== GIVEN DATA ==
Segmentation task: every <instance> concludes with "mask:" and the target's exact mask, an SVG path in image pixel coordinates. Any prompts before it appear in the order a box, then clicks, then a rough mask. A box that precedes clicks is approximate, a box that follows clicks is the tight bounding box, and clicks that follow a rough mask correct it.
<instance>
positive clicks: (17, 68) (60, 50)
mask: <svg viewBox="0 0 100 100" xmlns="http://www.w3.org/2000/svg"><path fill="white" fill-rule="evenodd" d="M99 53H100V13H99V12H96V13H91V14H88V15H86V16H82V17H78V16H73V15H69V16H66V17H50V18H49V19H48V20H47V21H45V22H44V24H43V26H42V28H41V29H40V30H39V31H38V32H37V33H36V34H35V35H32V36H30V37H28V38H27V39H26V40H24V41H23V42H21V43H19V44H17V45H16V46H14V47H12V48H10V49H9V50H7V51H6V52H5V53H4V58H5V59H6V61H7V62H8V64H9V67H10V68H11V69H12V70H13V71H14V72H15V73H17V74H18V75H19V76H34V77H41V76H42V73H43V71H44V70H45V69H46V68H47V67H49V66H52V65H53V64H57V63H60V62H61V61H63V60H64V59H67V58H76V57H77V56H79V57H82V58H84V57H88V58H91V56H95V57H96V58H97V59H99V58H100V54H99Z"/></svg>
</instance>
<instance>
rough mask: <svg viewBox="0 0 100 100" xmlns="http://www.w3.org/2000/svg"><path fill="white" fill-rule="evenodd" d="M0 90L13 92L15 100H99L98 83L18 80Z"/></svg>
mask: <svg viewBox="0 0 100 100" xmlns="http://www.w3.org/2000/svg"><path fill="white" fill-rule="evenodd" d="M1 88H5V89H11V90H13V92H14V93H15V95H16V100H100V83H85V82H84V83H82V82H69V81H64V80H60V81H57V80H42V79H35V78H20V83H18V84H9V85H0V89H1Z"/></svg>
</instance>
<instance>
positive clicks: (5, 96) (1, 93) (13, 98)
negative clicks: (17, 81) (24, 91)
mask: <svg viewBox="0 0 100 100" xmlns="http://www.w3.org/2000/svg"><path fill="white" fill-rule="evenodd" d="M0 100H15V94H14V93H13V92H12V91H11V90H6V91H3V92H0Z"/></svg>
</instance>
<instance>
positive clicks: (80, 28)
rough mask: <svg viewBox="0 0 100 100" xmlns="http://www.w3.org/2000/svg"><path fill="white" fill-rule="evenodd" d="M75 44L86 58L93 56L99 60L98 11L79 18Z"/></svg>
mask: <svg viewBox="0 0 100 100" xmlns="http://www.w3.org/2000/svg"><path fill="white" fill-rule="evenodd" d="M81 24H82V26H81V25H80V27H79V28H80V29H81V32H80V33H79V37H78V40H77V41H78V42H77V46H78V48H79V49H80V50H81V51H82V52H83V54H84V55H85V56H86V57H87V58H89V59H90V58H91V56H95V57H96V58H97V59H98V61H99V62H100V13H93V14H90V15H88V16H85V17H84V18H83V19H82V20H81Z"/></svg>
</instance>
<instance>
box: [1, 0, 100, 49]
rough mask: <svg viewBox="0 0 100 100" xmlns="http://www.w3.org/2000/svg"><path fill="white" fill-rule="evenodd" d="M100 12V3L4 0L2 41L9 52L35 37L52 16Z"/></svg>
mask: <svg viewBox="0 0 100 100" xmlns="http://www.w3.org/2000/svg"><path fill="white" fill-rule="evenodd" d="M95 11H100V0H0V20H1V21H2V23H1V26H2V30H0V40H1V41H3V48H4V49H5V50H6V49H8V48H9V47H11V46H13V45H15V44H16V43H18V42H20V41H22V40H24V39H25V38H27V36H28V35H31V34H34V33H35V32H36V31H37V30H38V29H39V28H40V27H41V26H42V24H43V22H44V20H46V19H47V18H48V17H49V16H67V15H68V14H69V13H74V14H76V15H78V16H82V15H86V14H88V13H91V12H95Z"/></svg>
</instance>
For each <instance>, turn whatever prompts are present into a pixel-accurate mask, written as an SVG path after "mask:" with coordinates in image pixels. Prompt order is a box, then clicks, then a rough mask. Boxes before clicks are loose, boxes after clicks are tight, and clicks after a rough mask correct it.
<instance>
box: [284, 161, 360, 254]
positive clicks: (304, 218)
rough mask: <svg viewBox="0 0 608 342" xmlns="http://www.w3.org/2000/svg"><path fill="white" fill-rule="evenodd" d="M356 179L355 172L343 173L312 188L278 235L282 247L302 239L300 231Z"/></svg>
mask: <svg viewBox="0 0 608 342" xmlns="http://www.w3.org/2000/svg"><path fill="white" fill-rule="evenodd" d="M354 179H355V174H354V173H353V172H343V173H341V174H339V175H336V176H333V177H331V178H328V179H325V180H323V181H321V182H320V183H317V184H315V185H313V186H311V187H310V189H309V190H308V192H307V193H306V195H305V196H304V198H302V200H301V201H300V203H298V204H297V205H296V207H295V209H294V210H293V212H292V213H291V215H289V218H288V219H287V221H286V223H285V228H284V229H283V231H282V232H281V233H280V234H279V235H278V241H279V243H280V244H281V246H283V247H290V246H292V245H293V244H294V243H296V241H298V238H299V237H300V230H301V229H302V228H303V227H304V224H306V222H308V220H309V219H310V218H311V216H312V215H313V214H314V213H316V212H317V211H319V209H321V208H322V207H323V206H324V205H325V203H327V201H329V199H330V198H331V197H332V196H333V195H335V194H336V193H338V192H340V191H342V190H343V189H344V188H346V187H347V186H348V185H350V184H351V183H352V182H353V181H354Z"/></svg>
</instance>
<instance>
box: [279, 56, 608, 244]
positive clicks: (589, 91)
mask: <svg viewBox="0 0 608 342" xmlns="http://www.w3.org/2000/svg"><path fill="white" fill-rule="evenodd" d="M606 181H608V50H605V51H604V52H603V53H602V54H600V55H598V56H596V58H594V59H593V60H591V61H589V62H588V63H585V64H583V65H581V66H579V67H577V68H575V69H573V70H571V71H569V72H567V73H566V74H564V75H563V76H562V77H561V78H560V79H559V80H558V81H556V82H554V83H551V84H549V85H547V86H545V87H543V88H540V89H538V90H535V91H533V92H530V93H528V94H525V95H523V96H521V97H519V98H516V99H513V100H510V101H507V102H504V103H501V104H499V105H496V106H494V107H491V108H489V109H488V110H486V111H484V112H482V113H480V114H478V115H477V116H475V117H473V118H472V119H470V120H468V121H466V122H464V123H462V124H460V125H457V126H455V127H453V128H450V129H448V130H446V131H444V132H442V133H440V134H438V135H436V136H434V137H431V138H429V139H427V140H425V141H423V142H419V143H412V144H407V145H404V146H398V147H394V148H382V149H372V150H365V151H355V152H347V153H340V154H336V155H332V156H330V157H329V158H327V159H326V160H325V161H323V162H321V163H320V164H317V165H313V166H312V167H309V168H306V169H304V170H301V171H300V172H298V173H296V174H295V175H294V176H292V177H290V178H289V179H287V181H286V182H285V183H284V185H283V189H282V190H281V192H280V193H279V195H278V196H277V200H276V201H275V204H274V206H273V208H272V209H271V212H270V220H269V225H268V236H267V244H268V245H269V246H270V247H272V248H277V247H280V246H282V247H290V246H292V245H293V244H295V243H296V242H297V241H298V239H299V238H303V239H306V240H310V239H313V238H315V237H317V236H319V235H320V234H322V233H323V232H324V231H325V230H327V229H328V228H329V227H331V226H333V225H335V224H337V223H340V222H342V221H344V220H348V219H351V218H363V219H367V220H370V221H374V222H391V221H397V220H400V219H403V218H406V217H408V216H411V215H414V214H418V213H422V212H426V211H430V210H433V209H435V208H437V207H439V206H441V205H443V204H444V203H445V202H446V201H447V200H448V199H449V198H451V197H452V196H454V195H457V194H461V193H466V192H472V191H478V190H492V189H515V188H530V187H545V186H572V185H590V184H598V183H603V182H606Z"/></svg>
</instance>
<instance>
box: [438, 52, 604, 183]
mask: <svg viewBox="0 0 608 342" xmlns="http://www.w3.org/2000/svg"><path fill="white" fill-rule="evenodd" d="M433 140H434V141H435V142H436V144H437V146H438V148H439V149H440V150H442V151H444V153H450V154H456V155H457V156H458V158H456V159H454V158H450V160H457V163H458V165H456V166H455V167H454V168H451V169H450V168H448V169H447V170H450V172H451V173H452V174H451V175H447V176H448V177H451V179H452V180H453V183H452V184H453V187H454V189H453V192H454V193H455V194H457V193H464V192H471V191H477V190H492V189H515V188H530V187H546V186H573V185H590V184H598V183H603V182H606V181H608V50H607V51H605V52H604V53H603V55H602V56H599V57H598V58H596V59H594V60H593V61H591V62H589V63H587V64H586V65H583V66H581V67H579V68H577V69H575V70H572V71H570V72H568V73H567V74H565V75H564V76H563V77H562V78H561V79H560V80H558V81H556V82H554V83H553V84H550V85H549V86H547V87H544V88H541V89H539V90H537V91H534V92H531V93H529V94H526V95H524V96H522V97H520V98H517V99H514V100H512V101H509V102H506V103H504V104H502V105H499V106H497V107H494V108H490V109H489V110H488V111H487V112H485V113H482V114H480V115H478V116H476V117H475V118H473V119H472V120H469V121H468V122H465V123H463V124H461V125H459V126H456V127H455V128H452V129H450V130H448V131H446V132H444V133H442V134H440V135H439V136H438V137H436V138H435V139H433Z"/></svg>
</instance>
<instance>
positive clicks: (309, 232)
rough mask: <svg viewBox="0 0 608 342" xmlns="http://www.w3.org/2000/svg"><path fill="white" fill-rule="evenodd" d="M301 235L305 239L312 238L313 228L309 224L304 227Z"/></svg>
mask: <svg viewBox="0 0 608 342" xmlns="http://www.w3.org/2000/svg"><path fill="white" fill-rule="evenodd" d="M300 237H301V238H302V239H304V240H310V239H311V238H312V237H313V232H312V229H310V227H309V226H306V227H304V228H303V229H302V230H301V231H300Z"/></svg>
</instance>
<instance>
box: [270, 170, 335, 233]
===
* HOW TO COMPLETE THIS TASK *
Set out everything from the start of the records down to and including the line containing "positive clicks: (17, 68) (60, 50)" as a JSON list of strings, one string per line, with blank lines omitted.

* OUTPUT OF THE EXERCISE *
[
  "Segmentation task: every <instance> concludes with \"mask:\" and the target's exact mask, an SVG path in image pixel coordinates. Any prompts before it appear in the order a box, then clicks, then a rough mask. A box that precedes clicks is approximate, a box that follows clicks is the tight bounding box, and clicks that follow a rough mask correct it.",
  "<instance>",
  "positive clicks: (17, 68) (60, 50)"
]